Lost 1948 locket honoring deceased soldier to be returned to nephew

During renovation works in an apartment in Nachlaot, a locket carrying the name 'Eliaz' was found. Eliezer Zeltzer died in 1948. Four years later, his father founded a winery naming it after him.

A JEWISH solider stands guard outside a building days after the British Mandate ended in 1948 (photo credit: REUTERS)
A JEWISH solider stands guard outside a building days after the British Mandate ended in 1948
(photo credit: REUTERS)
Few areas have been able to maintain a palpable atmosphere of the Israel of the past more than the Nahlaot neighborhood in Jerusalem. On Wednesday, a resident’s exceptional discovery brought to light a story from that newborn country where even the most immense tragedy could not suppress the hope and the striving to build a brighter future.
During renovation works in an apartment in Nahlaot, David Samucha found an old-looking tin box in the attic. The box contained a lot of coins dating back to 1948 and a locket. On one side, the locket read the name “Eliaz,” on the other, it carried a design featuring a bottle of wine, a glass and the traditional Jewish blessing over the wine.
Curious to understand more about the story, Samucha started to do some Internet research and that Eliaz was Eliezer Zeltzer, son of Joseph, a Holocaust survivor.

In Hungary, the Zeltzer family had been in the winemaking industry for generations, and were so highly regarded that they were even awarded a certificate of appreciation for their work by Austro-Hungarian Emperor Frantz-Joseph I – as it appears from documents kept by the National Library and available on their website.
In Israel, Joseph, one of the very few members of the family who survived Nazi persecutions, decided to devote himself to the family business once again. In 1952, he founded a winery and named it Eliaz, after his son who had been killed in the War of Independence in 1948.
As the company’s website explains, the winery changed owners several times over the decades. Today, it is called Binyamina and it’s one of the country’s leading wineries.
Once Samucha figured out who Eliaz’s identity, he decided to take to social media in an attempt to get in touch with Zeltzer family descendants.
On Wednesday, he posted the story and the pictures of his findings on Facebook, including in some Facebook groups for history lovers, asking for help.
The post caught the attention of some employees of MyHeritage, an Israeli genealogy platform that, among others, collects historical records and documents, and offers a DNA service to their clients to find out more about their origins and family.
According to a statement, their employees were able to locate a nephew of the deceased soldier, who was named Eli after him. It added that Samucha will meet David to return the locket to him in the coming days.

_EXERCISE REQUIREMENTS_
1/ Rewrite the stretch of the locket article from "Few areas have" through "a Holocaust survivor.", substituting "crawl space" for "attic".
2/ Answer these questions using the locket article.
(a) In what year did Joseph found the winery?
(b) What is the winery called today?
(c) What name was given to the deceased soldier's nephew?

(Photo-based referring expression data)
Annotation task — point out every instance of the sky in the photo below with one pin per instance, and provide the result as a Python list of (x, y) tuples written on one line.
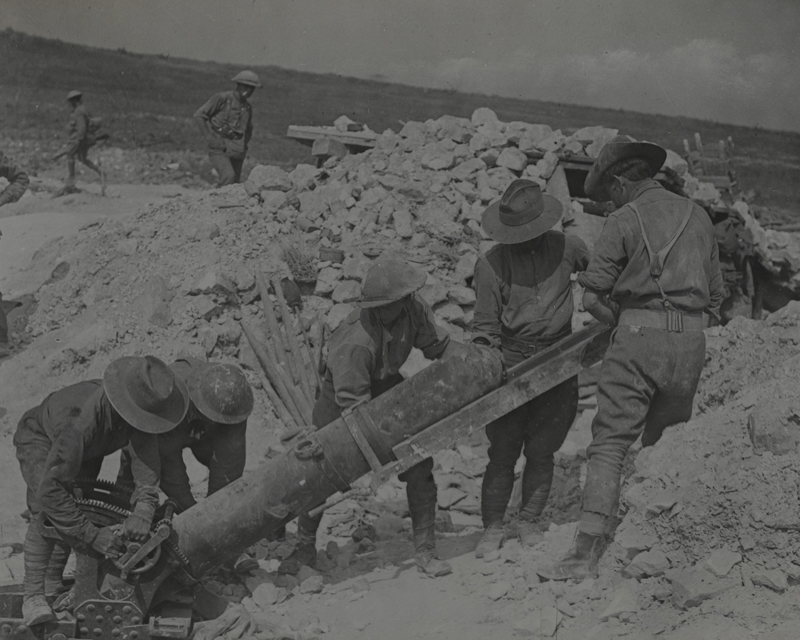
[(734, 61)]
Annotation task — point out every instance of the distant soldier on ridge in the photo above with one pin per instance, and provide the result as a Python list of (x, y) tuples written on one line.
[(226, 122), (83, 136)]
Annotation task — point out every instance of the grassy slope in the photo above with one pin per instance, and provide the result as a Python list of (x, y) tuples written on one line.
[(148, 101)]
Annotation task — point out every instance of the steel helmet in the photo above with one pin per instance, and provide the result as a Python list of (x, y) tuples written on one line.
[(221, 393), (246, 77), (389, 280)]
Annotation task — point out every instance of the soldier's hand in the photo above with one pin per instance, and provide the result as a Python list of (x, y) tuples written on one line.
[(107, 543), (135, 528)]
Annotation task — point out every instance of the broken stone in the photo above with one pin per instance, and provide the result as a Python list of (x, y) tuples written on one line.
[(647, 564), (623, 601), (513, 159), (267, 177), (265, 594), (327, 280), (153, 303), (721, 561), (541, 623), (461, 295), (691, 587), (215, 282), (403, 223), (356, 266), (467, 168), (498, 590), (773, 579), (312, 584)]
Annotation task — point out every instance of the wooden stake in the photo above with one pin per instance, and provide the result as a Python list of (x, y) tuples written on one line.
[(290, 396), (291, 335), (282, 348)]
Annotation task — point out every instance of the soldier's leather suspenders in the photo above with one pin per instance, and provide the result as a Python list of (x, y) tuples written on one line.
[(657, 260)]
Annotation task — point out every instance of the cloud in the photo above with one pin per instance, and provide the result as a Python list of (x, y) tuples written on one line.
[(703, 78)]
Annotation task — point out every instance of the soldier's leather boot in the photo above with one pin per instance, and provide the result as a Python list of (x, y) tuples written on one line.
[(580, 562), (35, 610), (425, 554), (491, 540), (529, 533)]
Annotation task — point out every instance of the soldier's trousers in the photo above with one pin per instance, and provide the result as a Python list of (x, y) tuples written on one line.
[(537, 429), (228, 169), (648, 379), (420, 485)]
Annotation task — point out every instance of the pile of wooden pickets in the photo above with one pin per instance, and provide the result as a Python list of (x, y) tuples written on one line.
[(290, 363)]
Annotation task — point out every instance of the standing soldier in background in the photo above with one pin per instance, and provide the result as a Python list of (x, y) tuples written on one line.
[(654, 272), (82, 130), (226, 122), (524, 304), (17, 183)]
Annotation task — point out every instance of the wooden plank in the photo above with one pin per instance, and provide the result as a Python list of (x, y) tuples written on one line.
[(540, 373)]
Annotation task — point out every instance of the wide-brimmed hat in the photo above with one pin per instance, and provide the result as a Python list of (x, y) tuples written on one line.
[(616, 149), (221, 393), (246, 77), (523, 213), (146, 393), (387, 281)]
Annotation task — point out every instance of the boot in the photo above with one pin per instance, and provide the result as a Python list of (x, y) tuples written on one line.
[(529, 533), (425, 554), (580, 562), (491, 540), (35, 610)]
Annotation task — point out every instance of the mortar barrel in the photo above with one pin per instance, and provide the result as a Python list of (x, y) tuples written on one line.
[(249, 509)]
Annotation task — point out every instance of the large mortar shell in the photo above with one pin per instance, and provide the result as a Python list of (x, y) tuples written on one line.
[(247, 510)]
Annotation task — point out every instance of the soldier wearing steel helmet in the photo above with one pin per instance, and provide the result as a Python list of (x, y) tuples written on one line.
[(364, 357), (226, 122), (214, 430)]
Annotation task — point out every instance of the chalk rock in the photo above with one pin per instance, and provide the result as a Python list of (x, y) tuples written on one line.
[(498, 590), (461, 295), (327, 279), (623, 601), (532, 138), (541, 623), (267, 177), (437, 158), (647, 564), (403, 223), (482, 116), (773, 579), (216, 282), (153, 303), (690, 587), (467, 168), (513, 159), (721, 561)]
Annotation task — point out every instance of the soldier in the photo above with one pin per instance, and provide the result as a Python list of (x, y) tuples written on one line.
[(524, 303), (214, 429), (65, 438), (364, 358), (655, 271), (17, 184), (81, 139), (226, 122)]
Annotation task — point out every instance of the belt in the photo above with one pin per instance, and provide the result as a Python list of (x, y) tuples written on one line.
[(532, 345), (692, 320)]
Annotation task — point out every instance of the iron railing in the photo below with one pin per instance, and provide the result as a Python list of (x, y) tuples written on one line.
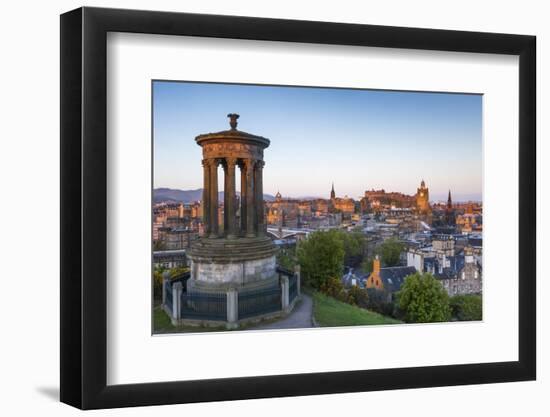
[(168, 291), (206, 306), (292, 288), (261, 301)]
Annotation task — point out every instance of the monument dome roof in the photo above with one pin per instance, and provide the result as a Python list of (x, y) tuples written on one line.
[(233, 134)]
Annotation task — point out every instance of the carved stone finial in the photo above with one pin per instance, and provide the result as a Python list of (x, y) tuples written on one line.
[(233, 120)]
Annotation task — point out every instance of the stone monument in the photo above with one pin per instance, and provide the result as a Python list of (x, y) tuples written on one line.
[(238, 255)]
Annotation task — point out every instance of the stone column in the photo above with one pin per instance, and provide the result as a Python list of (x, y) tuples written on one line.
[(213, 203), (165, 283), (177, 290), (250, 198), (298, 280), (206, 197), (285, 293), (259, 193), (243, 198), (232, 308), (229, 197)]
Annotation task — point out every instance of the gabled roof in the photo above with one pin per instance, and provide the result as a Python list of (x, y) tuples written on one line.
[(394, 277)]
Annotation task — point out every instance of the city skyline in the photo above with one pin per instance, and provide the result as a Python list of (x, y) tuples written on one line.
[(357, 139)]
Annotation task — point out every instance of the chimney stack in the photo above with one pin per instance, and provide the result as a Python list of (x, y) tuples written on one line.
[(376, 265)]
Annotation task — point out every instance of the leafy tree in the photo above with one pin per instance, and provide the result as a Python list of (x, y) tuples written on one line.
[(354, 247), (358, 297), (321, 256), (287, 258), (159, 245), (378, 302), (422, 299), (334, 288), (366, 265), (466, 307), (390, 251)]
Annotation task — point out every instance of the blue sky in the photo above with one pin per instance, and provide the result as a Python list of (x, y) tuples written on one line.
[(358, 139)]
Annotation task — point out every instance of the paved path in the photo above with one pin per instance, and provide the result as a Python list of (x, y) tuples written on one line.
[(299, 318)]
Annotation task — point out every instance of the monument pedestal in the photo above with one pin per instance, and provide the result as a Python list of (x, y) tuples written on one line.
[(221, 264)]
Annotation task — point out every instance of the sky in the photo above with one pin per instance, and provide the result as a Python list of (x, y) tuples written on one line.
[(356, 139)]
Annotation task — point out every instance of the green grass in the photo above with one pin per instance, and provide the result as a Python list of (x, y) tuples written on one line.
[(329, 312)]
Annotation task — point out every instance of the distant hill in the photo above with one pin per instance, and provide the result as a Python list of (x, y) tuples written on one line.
[(187, 196)]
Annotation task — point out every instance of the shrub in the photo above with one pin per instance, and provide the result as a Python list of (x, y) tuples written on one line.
[(378, 301), (333, 287), (358, 297), (423, 299), (321, 256), (466, 307)]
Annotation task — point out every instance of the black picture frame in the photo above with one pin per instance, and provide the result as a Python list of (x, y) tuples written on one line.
[(84, 207)]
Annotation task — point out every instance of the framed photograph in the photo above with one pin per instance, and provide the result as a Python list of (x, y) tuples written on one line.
[(258, 208)]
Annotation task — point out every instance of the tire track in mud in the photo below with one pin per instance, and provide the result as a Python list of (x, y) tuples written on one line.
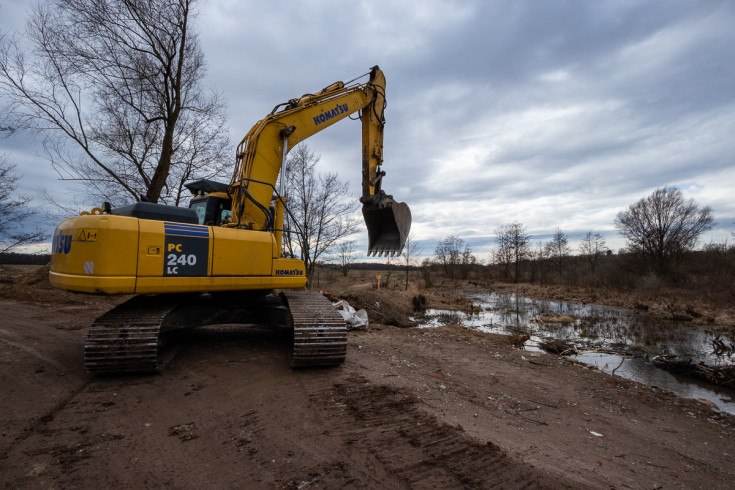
[(418, 449)]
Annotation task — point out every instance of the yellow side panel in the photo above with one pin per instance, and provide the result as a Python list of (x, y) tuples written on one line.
[(151, 285), (95, 253), (171, 249), (242, 252)]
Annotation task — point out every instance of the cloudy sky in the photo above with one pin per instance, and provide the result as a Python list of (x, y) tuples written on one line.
[(549, 113)]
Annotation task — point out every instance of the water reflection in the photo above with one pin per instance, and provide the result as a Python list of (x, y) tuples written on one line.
[(633, 335)]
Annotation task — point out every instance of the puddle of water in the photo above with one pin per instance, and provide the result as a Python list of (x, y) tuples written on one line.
[(598, 327)]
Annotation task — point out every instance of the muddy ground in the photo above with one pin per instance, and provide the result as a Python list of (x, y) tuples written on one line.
[(410, 408)]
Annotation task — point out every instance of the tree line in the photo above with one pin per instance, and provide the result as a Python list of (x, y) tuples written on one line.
[(661, 231)]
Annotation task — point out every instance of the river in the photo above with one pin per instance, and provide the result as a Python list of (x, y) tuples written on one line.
[(634, 337)]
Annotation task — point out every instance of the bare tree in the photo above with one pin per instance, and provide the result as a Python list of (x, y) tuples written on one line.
[(538, 261), (320, 211), (411, 249), (592, 247), (14, 212), (513, 247), (114, 88), (449, 253), (664, 225), (346, 255), (558, 249)]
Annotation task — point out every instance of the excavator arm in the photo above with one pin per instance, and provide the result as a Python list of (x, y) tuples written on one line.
[(261, 156)]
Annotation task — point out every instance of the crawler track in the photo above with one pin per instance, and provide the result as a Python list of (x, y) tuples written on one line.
[(319, 331), (127, 339)]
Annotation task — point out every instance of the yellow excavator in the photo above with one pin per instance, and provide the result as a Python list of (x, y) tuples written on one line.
[(220, 261)]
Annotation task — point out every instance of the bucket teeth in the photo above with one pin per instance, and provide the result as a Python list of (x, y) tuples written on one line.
[(388, 223)]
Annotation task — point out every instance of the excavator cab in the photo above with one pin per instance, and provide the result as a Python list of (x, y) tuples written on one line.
[(211, 202)]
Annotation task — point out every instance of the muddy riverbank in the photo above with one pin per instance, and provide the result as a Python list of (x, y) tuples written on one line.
[(447, 407)]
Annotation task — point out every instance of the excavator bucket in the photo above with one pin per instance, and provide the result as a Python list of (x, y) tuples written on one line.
[(388, 224)]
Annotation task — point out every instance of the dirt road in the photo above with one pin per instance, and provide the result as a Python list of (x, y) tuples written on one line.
[(410, 408)]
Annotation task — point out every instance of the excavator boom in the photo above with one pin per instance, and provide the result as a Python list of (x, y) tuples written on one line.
[(261, 155)]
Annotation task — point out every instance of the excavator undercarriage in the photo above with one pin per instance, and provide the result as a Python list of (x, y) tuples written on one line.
[(129, 338)]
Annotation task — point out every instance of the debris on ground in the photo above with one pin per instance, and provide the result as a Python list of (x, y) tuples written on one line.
[(353, 318), (718, 375), (559, 347)]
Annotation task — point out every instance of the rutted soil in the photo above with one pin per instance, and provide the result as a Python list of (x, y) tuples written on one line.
[(446, 408)]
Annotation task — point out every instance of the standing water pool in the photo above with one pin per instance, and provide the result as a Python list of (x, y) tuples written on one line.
[(633, 338)]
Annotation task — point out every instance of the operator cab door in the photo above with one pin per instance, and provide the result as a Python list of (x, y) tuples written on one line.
[(212, 210)]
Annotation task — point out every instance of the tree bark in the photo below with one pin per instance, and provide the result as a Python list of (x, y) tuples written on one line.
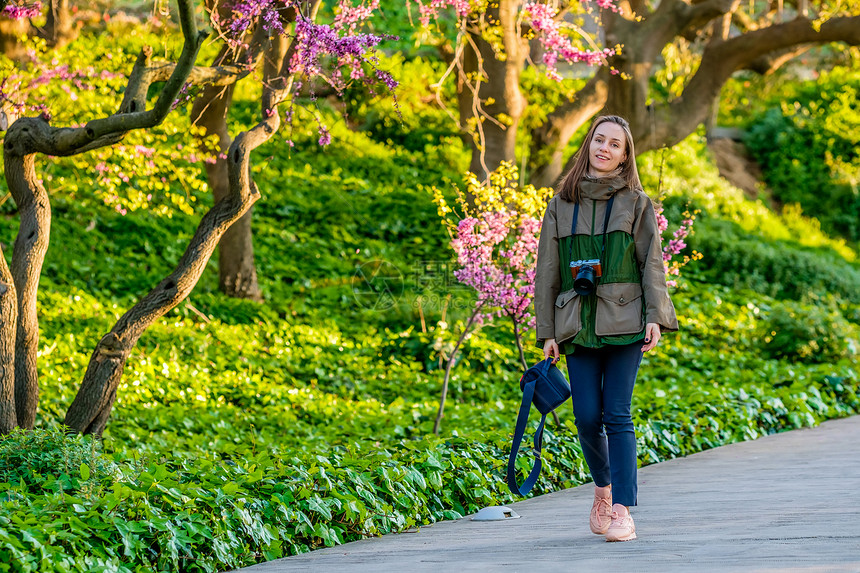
[(656, 125), (492, 104), (28, 256), (549, 141), (8, 326), (236, 268), (59, 27), (24, 139), (10, 31), (91, 408)]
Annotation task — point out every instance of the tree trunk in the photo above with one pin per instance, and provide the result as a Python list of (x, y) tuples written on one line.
[(92, 405), (59, 28), (550, 140), (24, 139), (8, 323), (91, 408), (237, 272), (28, 255), (495, 122)]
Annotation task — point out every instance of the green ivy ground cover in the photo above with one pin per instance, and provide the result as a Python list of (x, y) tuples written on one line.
[(244, 432)]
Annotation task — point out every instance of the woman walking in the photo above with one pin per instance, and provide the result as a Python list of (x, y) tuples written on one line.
[(601, 299)]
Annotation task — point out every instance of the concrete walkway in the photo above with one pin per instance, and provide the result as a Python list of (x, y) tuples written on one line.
[(783, 503)]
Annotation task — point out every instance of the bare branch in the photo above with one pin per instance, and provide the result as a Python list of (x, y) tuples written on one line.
[(679, 118)]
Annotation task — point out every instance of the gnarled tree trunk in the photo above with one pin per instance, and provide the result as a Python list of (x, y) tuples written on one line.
[(8, 325), (91, 408), (236, 269), (28, 256), (26, 138)]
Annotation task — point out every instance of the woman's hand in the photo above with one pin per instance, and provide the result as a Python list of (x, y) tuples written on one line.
[(550, 348), (652, 336)]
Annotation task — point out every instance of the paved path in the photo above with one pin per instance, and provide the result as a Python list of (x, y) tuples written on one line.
[(783, 503)]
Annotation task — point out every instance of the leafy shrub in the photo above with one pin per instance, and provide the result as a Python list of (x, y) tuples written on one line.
[(49, 459), (807, 146), (776, 268), (808, 333)]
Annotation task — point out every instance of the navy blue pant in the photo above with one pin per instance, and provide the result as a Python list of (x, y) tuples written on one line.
[(601, 384)]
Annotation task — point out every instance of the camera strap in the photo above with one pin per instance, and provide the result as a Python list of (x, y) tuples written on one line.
[(605, 221)]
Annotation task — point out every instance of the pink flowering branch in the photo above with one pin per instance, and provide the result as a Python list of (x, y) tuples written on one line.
[(554, 36), (676, 244)]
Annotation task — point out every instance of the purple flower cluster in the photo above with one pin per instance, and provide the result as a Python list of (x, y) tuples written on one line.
[(432, 7), (246, 12), (23, 10)]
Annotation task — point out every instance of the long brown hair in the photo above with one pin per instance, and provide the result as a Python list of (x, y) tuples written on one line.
[(569, 187)]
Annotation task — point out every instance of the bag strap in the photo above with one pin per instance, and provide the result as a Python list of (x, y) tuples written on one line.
[(605, 222), (522, 419)]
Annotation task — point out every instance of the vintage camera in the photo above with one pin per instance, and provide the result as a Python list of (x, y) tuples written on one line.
[(585, 275)]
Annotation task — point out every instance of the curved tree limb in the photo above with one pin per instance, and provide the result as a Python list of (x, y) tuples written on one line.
[(24, 139), (549, 141), (676, 120), (92, 405)]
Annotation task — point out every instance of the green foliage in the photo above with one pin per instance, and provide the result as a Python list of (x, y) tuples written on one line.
[(807, 142), (810, 333), (52, 461), (777, 269)]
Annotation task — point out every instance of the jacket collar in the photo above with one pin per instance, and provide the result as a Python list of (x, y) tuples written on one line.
[(601, 189)]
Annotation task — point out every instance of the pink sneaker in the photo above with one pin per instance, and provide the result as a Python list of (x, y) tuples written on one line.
[(621, 527), (601, 513)]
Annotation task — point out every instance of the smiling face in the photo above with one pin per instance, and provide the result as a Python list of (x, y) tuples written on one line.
[(608, 149)]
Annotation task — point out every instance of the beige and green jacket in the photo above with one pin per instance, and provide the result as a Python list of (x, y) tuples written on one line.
[(632, 291)]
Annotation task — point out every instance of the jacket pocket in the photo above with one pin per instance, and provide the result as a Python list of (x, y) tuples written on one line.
[(619, 309), (568, 321)]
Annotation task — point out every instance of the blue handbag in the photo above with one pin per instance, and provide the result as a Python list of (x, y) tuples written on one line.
[(545, 386)]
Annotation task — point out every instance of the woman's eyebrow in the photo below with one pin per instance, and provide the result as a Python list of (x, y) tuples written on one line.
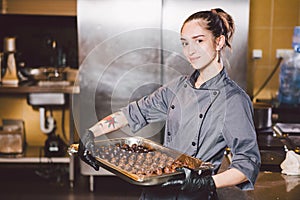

_RESPONSES FOR EACH TASK_
1/
Few areas have been able to maintain a palpable atmosphere of the Israel of the past more than the Nahlaot neighborhood in Jerusalem. On Wednesday, a resident’s exceptional discovery brought to light a story from that newborn country where even the most immense tragedy could not suppress the hope and the striving to build a brighter future.
During renovation works in an apartment in Nahlaot, David Samucha found an old-looking tin box in the crawl space. The box contained a lot of coins dating back to 1948 and a locket. On one side, the locket read the name “Eliaz,” on the other, it carried a design featuring a bottle of wine, a glass and the traditional Jewish blessing over the wine.
Curious to understand more about the story, Samucha started to do some Internet research and that Eliaz was Eliezer Zeltzer, son of Joseph, a Holocaust survivor.

2/
(a) 1952
(b) Binyamina
(c) Eli